УКАЗАНИЯ К ЗАДАНИЯМ:
a) Перепечатайте фрагмент текста для чтения от слов «Поделиться82012-09-13 09:03:42» до слов «и… пришло это.» включительно.
b) Какие слова повторял рассказчик в тексте для чтения, когда пытался вернуться на праведный путь?
c) Продолжите текст для чтения, рассказ о концентрации на идее, начиная сразу после его последнего предложения.

── ТЕКСТ ДЛЯ ЧТЕНИЯ

Новые соблазны стали уводить меня прочь. На этот раз черт испытывал меня эмоциональными искушениями, и я конечно не устоял. Мне показывали изумительные картины, читали чудные стихи, меня завораживали сладкие мелодии, смуглые красавицы исполняли для меня невиданные танцы, а на душе был полный покой и умиротворение.
Внешний мир стал высвечиваться еще реже, к счастью, я взял отпуск и только временами со страхом спрашивал, какое сегодня число. Иногда я всматривался в лицо своей жены, но она вела себя так, будто ничего не происходит. Я отметил, что жена еще не ушла от меня и даже не устроила скандала. Я пытался записывать стихи и запоминать мелодии, но, как только я фокусировался на этом, то терял свое состояние — все равно, как выбегать в фойе во время захватывающего фильма, пытаться что-то записать и снова возвращаться. Все это новое, поступавшее в сознание, приходило извне, не из моей памяти. Стихи читаются непрерывно, запомнить можно только ритм и не больше четырех строк, а за это время пропускаешь другие. Если бы я мог записывать мелодии нотами, а стихи стенографировать…
Не помню, сколько времени так продолжалось, но в один прекрасный день я начал бороться с собой, чтобы вернуться на праведный путь. Я цеплялся за свою идею, как утопающий за соломинку, и повторял только: «Свят, свят, свят». Искушения как будто отодвинулись и теперь лишь издалека, как сирены, манили призывным пением.
В концентрации у меня обозначился прогресс. У моей идеи, говоря образно, появилась некая тень-чувство.
Поделиться82012-09-13 09:03:42
Постепенно концентрироваться стало даже как-то интересно. Теперь, если бы я и захотел отделаться от этого процесса, мне бы потребовались усилия. Непроизвольно я направил все внимание не на идею, а на эту тень. Как сейчас помню, прошло всего несколько дней и… пришло это.
Был вечер. Я собирался лечь спать. Когда я оказался в постели и расслабился, перейдя на вибрационное дыхание, то почувствовал, как со мной стало происходить нечто, чего я никогда не испытывал прежде. Сознание стало расширяться, не теряя объекта концентрации, и стало таким четким, каким оно никогда не было. Я потерял все ощущения тела. Вокруг меня образовался круговорот, я попробовал сопротивляться этому состоянию, но было уже поздно. Меня стало засасывать как бы в большую воздушную воронку, и я полетел через темный туннель в другую реальность. Мне было страшновато, но не очень, я уже начал привыкать к неизвестным состояниям. Все движение произошло в глубине моего существа, где оказалось огромное пространство. В этой другой реальности мое «я» было иным, я мог видеть вещи сразу со всех сторон и изнутри. Моя идея, которую я тщетно пытался понять, предстала передо мною во всей своей простоте. Момент созерцания сопровождался экстазом могучей силы — это восхищение, потрясение, радость познавания, любование красотой увиденного, возведенные в степень! Описать это невозможно, я не могу найти слов. Как будто передо мной отодвинули завесу неба, и я увидел такие тайны! Сначала я думал, что присутствую при этом процессе в качестве случайного зрителя, скажем, созерцаю идею как Ниагарский водопад, но когда у меня в сознании появился невольный вопрос и вся картина одним гигантским движением перестроилась так, чтобы я мог понять с абсолютной ясностью все интересующие меня аспекты, я понял, что весь этот могучий процесс объяснения происходит для меня лично и что я могу спрашивать сколько хочу малейшим движением воли. Мое сознание не фокусировалось в какой-нибудь одной точке и не перемещалось, чтобы увидеть объект с другой позиции, оно было одновременно везде и видело объект сразу со всех сторон и изнутри, так что объект и субъект были одно.

────
── ИСХОДНЫЕ ДАННЫЕ

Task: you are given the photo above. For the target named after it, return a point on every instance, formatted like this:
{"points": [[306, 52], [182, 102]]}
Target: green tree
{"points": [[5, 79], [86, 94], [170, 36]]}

────

РАЗОБРАННЫЕ ЗАДАНИЯ:
a)
Поделиться82012-09-13 09:03:42
Постепенно концентрироваться стало даже как-то интересно. Теперь, если бы я и захотел отделаться от этого процесса, мне бы потребовались усилия. Непроизвольно я направил все внимание не на идею, а на эту тень. Как сейчас помню, прошло всего несколько дней и… пришло это.

b) Рассказчик повторял: «Свят, свят, свят».

c)
Образно можно было бы дать понятие об этом в таком роде. Если бы я первый раз в жизни увидел океанский лайнер далеко в море и спросил бы себя «Что это?», я бы сформулировал идею этого «нечто» как «Что-то большое на воде. Движется самостоятельно. Не тонет». И взял бы эту идею в качестве предмета концентрации. Это «нечто» все равно мне неизвестно. Поэтому я тупо удерживаю его в сознании с подтекстом «Что это?» И только помню, что «это» не тонет, большое, движется. Если бы я дошел до конца концентрации, как я сделал со своей идеей, то увидел бы лайнер одновременно со всех точек зрения и изнутри и понял бы мгновенно, как работают все его системы — электронные, водные, механические, видел бы одновременно его каюты и помещения, словом, узнал бы о лайнере все, что знает команда, и еще много больше. У меня не осталось бы ни единого вопроса.
Это созерцание лайнера сопровождалось бы экстазом — радостью познавания, восхищением, изумлением.
Прежде чем я нашел себя в постели, с тем моим «я» произошло вот что. Мое сознание стало одеваться как бы низшими оболочками и затем было засунуто в физическое тело. Образно говоря, это как если бы меня ударили доской по голове, потом закутали в одеяло и обмакнули в смолу, потом опустили бы в бочку, бочку закрыли наглухо, закатали в ковер и так далее и тому подобное. Или иначе. Я был, скажем для примера, гусеницей, меня превратили в человека и показали мир, а после этого, путем превращений по нисходящей линии, вернули к сознанию гусеницы.
Я вскочил с постели и стал ходить по комнате. С момента, когда я лег спать, прошло не больше пяти — десяти минут. Я задавал себе один и тот же вопрос: «Что было со мной?» Моя идея, предмет моей концентрации, стала ясна мне до простоты. Я решил, что нашел новый метод познания мира. Я взял карандаш и стал лихорадочно записывать. Потом прочел. Мне все понятно, но если прочесть чужими глазами — ничего.
Много позже я стал рыться во всех доступных библиотеках. Я искал описания религиозных экстазов и личных впечатлений отшельников и адептов йоги. Я нашел очень мало, а о самом самадхи не более пяти строчек. Теперь я понимаю, почему это так. Попробовал бы кто-нибудь описать инопланетянам огонь или воду, небо, облака или цветы. Как будет воспринимать описание творческого вдохновения человек, никогда его не знавший, описание влюбленности — сам ее не испытавший или описание полового экстаза — евнух с детства?
Самадхи — это творческое вдохновение высочайшей интенсивности, завораживающее красотой увиденного и понятого, сопровождаемое глубоким и продолжительным экстазом. Это экспериментальный метод познания реального мира и человеческой природы. Медитация и самадхи в хатха-йоге — фактически один и тот же процесс. Словом «медитация» пользуются для обозначения разных явлений, например медитация Кришнамурти — нечто другое. Медитацией в хатха-йоге называют более глубокую концентрацию, когда предмет концентрации «заговорит сам». В этом случае медитация — процесс созерцания всех аспектов предмета до полного понимания, а удивление, восхищение, радость — всю его эмоциональную часть называют самадхи, или самади. Как только понимание достигнуто, сознание самопроизвольно возвращается к своему первоначальному состоянию — человеческому сознанию.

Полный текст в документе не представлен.